[SELECTION]
* Start *

I just bought my son (9 years old) his first electric guitar and amp. We are both stoked. I showed him a couple things and left him alone to play for awhile. Later, he came out of my room and started asking me a bunch of questions.
I was telling him about classical guitar and how those acoustics have much wider necks and don’t feature all metal strings like my Yamaha acoustic does. I wanted to show him an example of the classical guitar players vampire fingernails (“Dad, if they don’t have a pick then how can they play?”) and I stumbled upon an Edgar Cruz video.
It was his version of Bohemian Rhapsody, seen here: - YouTube
I had never heard of this guy. I watched and listened and was like :eek:
How come I never heard of this guy? Jesus, just what I needed…another reminder of not only how insignificant I am as a casual player, but also how far behind the curve I am.

* End *

(Some rows)
* Start *

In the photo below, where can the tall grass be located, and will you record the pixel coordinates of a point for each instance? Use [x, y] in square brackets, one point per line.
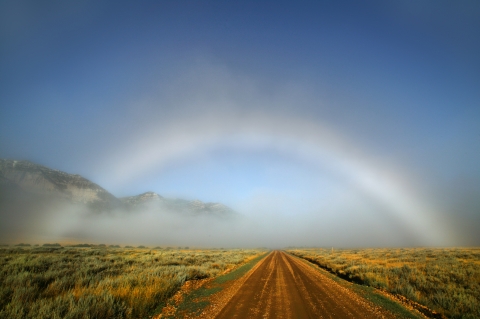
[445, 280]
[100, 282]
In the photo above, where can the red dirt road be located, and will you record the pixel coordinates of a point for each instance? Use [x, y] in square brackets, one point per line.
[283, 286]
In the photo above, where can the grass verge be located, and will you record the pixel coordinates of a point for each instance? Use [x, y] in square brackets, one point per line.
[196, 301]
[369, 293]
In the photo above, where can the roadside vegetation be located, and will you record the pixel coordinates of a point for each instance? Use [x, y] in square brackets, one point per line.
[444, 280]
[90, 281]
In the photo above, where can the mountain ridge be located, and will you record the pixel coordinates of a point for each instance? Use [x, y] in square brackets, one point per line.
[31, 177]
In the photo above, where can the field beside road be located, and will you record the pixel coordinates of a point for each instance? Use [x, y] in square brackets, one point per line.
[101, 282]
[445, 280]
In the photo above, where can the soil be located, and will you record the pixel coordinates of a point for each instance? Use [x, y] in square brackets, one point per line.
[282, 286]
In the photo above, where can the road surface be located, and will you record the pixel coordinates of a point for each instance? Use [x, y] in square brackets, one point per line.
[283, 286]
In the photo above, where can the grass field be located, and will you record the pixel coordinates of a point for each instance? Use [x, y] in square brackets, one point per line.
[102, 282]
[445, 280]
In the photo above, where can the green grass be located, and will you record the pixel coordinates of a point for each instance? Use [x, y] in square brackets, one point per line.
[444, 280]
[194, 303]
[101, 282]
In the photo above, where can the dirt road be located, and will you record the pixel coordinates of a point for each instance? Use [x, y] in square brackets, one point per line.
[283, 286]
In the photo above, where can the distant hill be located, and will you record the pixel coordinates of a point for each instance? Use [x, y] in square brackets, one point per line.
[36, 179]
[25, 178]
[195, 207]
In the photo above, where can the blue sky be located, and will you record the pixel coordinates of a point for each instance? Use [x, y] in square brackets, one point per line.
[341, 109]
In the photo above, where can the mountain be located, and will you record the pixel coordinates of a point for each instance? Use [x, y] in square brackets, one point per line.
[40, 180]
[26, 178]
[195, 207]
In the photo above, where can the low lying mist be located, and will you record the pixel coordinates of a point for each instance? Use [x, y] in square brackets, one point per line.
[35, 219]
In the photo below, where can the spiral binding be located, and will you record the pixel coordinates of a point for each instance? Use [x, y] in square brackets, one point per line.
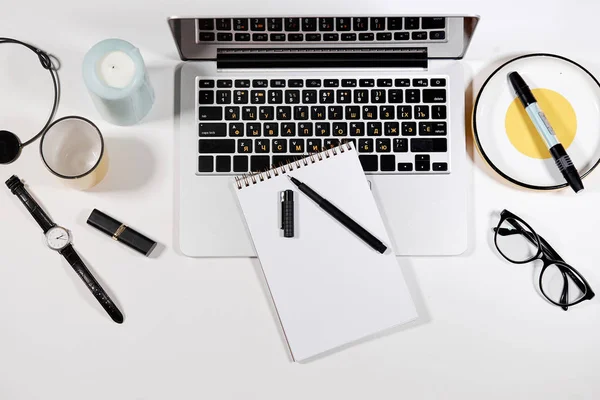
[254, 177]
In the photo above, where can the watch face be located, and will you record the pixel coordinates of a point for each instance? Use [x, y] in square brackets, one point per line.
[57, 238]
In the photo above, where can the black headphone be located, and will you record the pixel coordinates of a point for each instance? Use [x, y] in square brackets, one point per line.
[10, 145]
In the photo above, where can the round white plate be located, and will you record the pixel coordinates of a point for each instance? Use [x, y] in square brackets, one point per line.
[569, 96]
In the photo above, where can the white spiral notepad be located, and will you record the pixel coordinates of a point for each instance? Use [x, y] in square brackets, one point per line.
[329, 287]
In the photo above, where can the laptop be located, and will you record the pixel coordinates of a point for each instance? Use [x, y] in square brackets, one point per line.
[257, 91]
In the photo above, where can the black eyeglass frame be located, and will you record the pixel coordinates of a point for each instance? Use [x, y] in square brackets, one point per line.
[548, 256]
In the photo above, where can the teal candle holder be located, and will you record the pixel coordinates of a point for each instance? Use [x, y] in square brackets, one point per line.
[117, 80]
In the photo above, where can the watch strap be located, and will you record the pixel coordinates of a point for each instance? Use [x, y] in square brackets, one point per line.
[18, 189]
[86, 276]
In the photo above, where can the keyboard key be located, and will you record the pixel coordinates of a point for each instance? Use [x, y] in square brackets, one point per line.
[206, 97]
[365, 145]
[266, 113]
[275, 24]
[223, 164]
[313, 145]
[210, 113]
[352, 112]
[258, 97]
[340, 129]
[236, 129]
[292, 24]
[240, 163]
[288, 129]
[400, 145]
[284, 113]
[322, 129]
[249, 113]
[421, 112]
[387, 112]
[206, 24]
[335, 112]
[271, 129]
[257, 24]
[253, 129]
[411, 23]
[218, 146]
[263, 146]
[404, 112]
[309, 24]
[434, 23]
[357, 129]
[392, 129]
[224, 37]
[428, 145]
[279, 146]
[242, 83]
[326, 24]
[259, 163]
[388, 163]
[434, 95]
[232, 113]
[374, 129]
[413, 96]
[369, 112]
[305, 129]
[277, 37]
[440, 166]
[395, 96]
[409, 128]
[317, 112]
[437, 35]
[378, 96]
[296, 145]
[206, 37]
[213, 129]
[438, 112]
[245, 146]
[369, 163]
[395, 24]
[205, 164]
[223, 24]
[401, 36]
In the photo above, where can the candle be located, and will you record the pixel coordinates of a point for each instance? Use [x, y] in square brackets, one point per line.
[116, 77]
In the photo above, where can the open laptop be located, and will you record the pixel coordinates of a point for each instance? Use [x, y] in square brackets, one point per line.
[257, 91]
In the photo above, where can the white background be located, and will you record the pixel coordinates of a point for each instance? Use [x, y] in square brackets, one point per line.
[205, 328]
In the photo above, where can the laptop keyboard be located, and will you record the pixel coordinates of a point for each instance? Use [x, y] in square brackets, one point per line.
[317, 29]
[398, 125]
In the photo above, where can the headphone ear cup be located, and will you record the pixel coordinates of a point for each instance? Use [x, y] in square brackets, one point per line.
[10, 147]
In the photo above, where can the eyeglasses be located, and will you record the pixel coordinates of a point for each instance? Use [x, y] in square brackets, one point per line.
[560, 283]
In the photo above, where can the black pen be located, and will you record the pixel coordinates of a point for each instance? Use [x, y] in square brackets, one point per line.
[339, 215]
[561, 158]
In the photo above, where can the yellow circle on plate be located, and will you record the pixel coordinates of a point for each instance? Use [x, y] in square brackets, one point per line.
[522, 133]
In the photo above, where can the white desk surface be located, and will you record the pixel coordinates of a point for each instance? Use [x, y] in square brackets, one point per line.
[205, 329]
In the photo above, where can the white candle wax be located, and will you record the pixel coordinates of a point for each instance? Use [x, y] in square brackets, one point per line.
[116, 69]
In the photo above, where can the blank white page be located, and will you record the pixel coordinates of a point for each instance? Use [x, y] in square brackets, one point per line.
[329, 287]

* End *

[WORK INSTRUCTIONS]
A: From the post about a son's first electric guitar, copy word for word the part that opens with the words containing "I just bought" and closes with "curve I am.".
B: In the post about a son's first electric guitar, which song was the Edgar Cruz video a version of?

[RESULTS BY TASK]
A:
I just bought my son (9 years old) his first electric guitar and amp. We are both stoked. I showed him a couple things and left him alone to play for awhile. Later, he came out of my room and started asking me a bunch of questions.
I was telling him about classical guitar and how those acoustics have much wider necks and don’t feature all metal strings like my Yamaha acoustic does. I wanted to show him an example of the classical guitar players vampire fingernails (“Dad, if they don’t have a pick then how can they play?”) and I stumbled upon an Edgar Cruz video.
It was his version of Bohemian Rhapsody, seen here: - YouTube
I had never heard of this guy. I watched and listened and was like :eek:
How come I never heard of this guy? Jesus, just what I needed…another reminder of not only how insignificant I am as a casual player, but also how far behind the curve I am.

B: Bohemian Rhapsody